Gezeigter Auszug —
-------

Maurergeselle Moritz Neß ist unterwegs: Zurück nach Gardelegen in die Altmark darf er frühestens in drei Jahren und einem Tag.

Von Doreen Schulze 07.03.2018, 05:46

Gardelegen l Er wird seinen Namen ablegen. In den kommenden Jahren wird er Moritz Fremd Maurer FSB sein. FSB für Freier Begegnungsschacht, Fremd für die Zeit in der Fremde.

Bevor die Walz beginnt, wurde am Wochenende aber noch ausgiebig Abschied gefeiert, mit Familie und Freunden und Wandergesellen und –gesellinnen, die aus allen vier Himmelsrichtungen kamen. Auf dem Lindstedter Gutshof feierten an die 60 Leute.

Am Montag dann der Abschied. Zur Mittagszeit treffen sich Verwandte, Freunde und Wandergesellen am Ortsausgangschild. Dort wird der Gardeleger traditionsgemäß verabschiedet und auf die Walz geschickt.

Bevor er losgehen darf, muss er ein Loch am Ortsausgangsschild buddeln. Etwa schulterbreit und 80 Zentimeter tief, damit der Frost nicht nach unten dringt. Hinein kommt die Schnapsflasche, aus der zuvor jeder der Gäste einen Schluck nahm. Altgeselle Maximilian Fremd Schmied FSB erklärt den Brauch. „Wenn er nach drei Jahren und einem Tag nach Hause kommt und dort ist nichts mehr da, hat er immer noch diese Flasche.“

Und noch ein Brauch folgt: Moritz muss auf das Ortsausgangsschild klettern und lässt sich in die Arme der anwesenden Wandersleute fallen. Ein Symbol, dass er sich nun ihnen anvertraut, sich in ihre Hände begibt.

Und dann wandert Moritz Fremd Maurer FSB los, begleitet von Altgesellen Maximilian und den übrigen Wandergesellen. Sein Altgeselle wird ihn auch während der Losgehzeit drei Monate lang begleiten. „Das ist so etwas wie eine Probezeit.“, schildert Maximilian. Er werde Moritz während der ersten Zeit zur Seite stehen, ihm Tipps geben, wie eine Unterkunft zu finden ist, helfen, sich zurecht zu finden, Erfahrungen zu sammeln.

Auf die Walz gehen, das interessierte Moritz Neß schon lange. 2015 beendet er die Maurerlehre in Haldensleben, arbeitete dann auf Montage. „Das Problem war, ich war zwar in vielen Orten, habe aber kaum etwas davon gesehen“, sagt er im Volkstimme-Gespräch. Auch war die Arbeit ähnlich.

Von der Walz verspricht er sich, dass er in vielen Betrieben unterschiedliche Herangehensweisen an die Arbeit mit verschiedenen Materialen kennenlernen, viel von der Welt sehen und aufgeschlossene Menschen treffen wird.

Kontakt zu Wandergesellen zu bekommen, war aber zunächst gar nicht so einfach, erinnerte sich Moritz. Den Stein ins Rollen brachte sein Vater, der in Gardelegen Wandergesellen traf und sie zu sich nach Hause zum Essen einlud.

-------

Ziel 1 —
Gib aus dem Auszug über die Walz von Moritz Neß die Passage von „Auf die Walz gehen, das“ bis „die Arbeit ähnlich.“ wortgetreu aus.
Ziel 2 —
Wie lässt sich der Auszug über den Aufbruch von Moritz Neß auf die Walz in zwei Sätzen zusammenfassen?

Einiges Material:
-------

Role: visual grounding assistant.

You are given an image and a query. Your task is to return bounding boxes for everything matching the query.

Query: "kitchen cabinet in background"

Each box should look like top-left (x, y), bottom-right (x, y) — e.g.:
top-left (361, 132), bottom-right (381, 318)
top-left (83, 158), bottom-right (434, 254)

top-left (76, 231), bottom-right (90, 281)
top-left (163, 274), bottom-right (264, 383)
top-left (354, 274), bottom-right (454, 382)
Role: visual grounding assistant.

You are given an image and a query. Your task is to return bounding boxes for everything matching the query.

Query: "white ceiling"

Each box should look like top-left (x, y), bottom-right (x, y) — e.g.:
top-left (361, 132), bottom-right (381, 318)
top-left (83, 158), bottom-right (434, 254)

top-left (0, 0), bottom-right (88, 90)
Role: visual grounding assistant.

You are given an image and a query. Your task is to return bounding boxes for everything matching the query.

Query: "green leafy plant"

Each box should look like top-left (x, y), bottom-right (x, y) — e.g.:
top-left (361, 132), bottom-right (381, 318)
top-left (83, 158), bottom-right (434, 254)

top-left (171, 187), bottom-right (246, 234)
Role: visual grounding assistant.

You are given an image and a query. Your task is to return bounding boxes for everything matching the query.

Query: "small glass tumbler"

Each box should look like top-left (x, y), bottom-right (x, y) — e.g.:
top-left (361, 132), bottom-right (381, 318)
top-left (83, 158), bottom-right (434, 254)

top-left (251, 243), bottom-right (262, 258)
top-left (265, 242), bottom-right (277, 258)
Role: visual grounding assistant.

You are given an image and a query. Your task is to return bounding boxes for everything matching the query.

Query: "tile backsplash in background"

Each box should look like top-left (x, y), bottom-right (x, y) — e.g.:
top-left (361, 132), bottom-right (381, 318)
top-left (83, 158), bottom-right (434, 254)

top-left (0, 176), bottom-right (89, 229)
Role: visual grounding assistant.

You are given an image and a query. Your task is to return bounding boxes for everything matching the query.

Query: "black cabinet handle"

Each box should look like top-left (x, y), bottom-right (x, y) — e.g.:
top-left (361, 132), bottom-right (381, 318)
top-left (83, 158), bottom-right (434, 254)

-------

Ergebnis 1 —
Auf die Walz gehen, das interessierte Moritz Neß schon lange. 2015 beendet er die Maurerlehre in Haldensleben, arbeitete dann auf Montage. „Das Problem war, ich war zwar in vielen Orten, habe aber kaum etwas davon gesehen“, sagt er im Volkstimme-Gespräch. Auch war die Arbeit ähnlich.

Ergebnis 2 —
Der Gardeleger Maurergeselle Moritz Neß wurde am Ortsausgangsschild traditionsgemäß auf die Walz verabschiedet, wobei er ein Loch für die Schnapsflasche graben und sich vom Schild in die Arme der Wandersleute fallen lassen musste. Begleitet von seinem Altgesellen Maximilian, der ihm in den ersten drei Monaten zur Seite steht, erhofft er sich, in vielen Betrieben unterschiedliche Herangehensweisen kennenzulernen, viel von der Welt zu sehen und aufgeschlossene Menschen zu treffen.